- **Extrait du document**:
Nouvelles d’ailleurs: Barbus, indignations et tutti quanti…

{(Crédit photo : Nathalie Duvarry)

{jcomments on}Comme le dit si bien une image sur Facebook : «piétiner le drapeau américain avec des Nike, le brûler à l’aide d’un Zippo, regarder le spectacle au travers de lunettes Ray Ban ou Police, capturer ce délicieux moment avec un Iphone et partager ce moment sur Facebook et Twitter» ; ça en jette, pour tous les barbus qui, depuis la diffusion du torchon raciste et anti-islam «Innocence des musulmans», insanité de quelques minutes, publié sur le Net, via un site obscur et inconnu, n’ont rien trouvé de mieux que d’exprimer une indignation toute vertueuse et religieuse via agressions, meurtres et appels au meurtre.

Manifestations violentes, assassinat de l’ambassadeur américain en Libye, tirs, heurts violents, morts de manifestants, attaques d’ambassades américaines, psychose, colère, invectives, manipulations, insultes…
Le printemps arabe à des couleurs hivernales. C’est la vision météorologique des radicaux de tous bords qui envahit nos écrans depuis plusieurs jours : neige au printemps ; grand froid sibérien de la sclérose des esprits ; congélation des aspirations démocratiques ; mort par hypothermie des révolutions arabes. Autant l’indignation, devant le pseudo-film, est nécessaire et normale, autant les réactions, engendrées par ce même navet, sont en dehors de l’indignation. Elles sont en dehors, d’ailleurs, de tout concept intelligible.

- **Liste des données**:
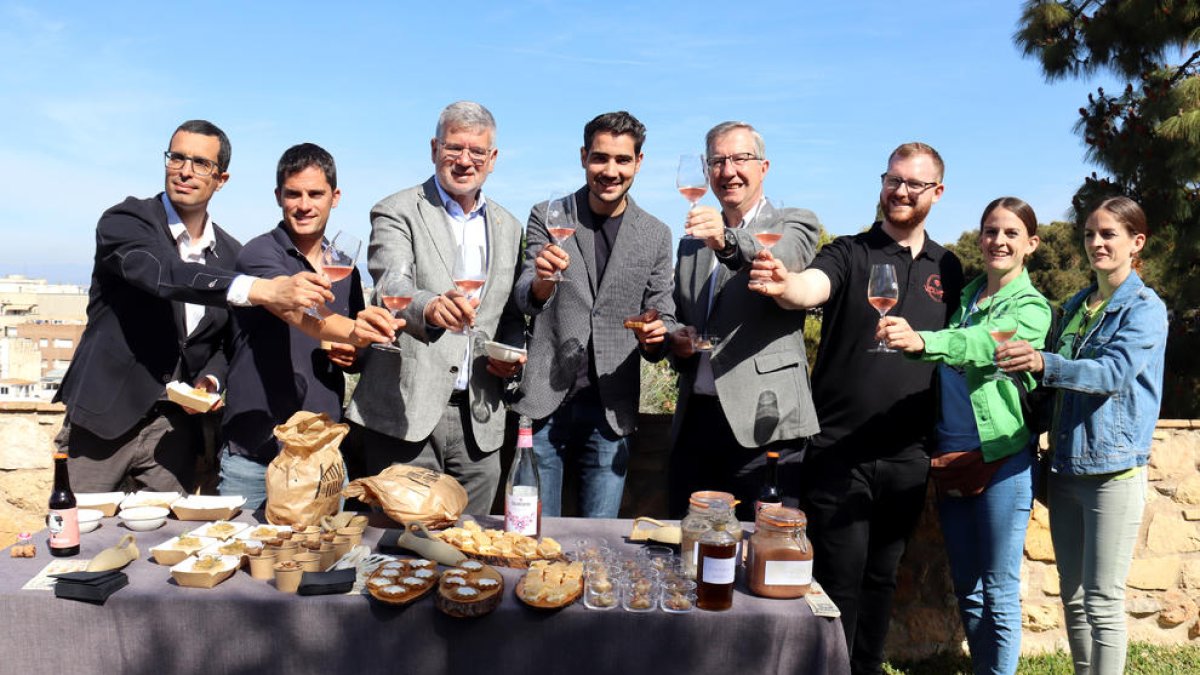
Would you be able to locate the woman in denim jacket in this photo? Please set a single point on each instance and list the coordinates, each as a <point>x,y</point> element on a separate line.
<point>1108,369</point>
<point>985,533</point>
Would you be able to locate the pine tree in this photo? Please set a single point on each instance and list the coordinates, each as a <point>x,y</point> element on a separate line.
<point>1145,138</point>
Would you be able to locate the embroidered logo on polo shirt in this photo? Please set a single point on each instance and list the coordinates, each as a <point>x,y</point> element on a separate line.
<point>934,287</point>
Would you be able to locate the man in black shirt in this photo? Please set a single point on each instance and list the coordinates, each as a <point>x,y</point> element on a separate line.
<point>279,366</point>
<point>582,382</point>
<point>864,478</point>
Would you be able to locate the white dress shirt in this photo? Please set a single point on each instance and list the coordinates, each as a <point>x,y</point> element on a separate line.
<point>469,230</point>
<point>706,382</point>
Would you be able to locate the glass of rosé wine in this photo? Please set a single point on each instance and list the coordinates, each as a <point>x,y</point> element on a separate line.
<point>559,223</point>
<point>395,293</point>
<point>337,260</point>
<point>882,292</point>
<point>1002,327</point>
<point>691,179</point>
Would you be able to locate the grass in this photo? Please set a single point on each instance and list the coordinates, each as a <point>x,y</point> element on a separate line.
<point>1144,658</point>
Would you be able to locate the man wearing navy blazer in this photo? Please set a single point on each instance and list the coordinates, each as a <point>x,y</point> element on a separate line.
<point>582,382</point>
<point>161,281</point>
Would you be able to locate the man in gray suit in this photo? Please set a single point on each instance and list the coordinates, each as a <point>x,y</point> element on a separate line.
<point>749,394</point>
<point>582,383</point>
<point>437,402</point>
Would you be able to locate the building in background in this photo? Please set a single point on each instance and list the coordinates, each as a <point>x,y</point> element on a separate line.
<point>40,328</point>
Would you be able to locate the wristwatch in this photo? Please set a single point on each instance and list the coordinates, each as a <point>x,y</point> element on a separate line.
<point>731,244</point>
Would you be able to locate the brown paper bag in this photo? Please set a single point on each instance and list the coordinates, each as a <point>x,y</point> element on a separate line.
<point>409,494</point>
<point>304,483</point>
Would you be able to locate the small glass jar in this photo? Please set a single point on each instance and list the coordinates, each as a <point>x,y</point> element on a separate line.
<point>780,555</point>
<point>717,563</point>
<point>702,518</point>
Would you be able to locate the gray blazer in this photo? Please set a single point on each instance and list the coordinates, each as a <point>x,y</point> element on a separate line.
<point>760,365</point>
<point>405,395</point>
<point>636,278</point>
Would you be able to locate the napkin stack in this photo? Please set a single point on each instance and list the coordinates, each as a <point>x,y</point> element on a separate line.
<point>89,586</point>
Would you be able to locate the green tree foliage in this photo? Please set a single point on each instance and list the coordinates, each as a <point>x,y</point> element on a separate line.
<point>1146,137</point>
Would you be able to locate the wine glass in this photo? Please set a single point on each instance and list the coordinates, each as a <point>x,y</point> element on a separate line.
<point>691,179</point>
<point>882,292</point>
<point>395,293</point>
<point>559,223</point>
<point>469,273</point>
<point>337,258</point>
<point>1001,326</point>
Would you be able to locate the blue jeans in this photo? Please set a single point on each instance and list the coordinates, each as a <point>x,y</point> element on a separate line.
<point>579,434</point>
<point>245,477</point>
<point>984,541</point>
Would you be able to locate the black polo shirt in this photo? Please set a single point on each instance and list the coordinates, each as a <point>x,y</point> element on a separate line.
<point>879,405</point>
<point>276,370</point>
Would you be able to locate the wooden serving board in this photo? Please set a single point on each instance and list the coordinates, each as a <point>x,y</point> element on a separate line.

- **Tâches à réaliser**:
1. D'après l'extrait, quel diplomate a été assassiné ?
2. Dans l'extrait, reprenez le passage commençant par « Nouvelles d’ailleurs: Barbus, indignations » et allant jusqu'à « appels au meurtre. », en substituant « Instagram » à « Facebook ».

- **Réponses par tâche**:
1. L'ambassadeur américain en Libye.

2.
Nouvelles d’ailleurs: Barbus, indignations et tutti quanti…

{(Crédit photo : Nathalie Duvarry)

{jcomments on}Comme le dit si bien une image sur Instagram : «piétiner le drapeau américain avec des Nike, le brûler à l’aide d’un Zippo, regarder le spectacle au travers de lunettes Ray Ban ou Police, capturer ce délicieux moment avec un Iphone et partager ce moment sur Instagram et Twitter» ; ça en jette, pour tous les barbus qui, depuis la diffusion du torchon raciste et anti-islam «Innocence des musulmans», insanité de quelques minutes, publié sur le Net, via un site obscur et inconnu, n’ont rien trouvé de mieux que d’exprimer une indignation toute vertueuse et religieuse via agressions, meurtres et appels au meurtre.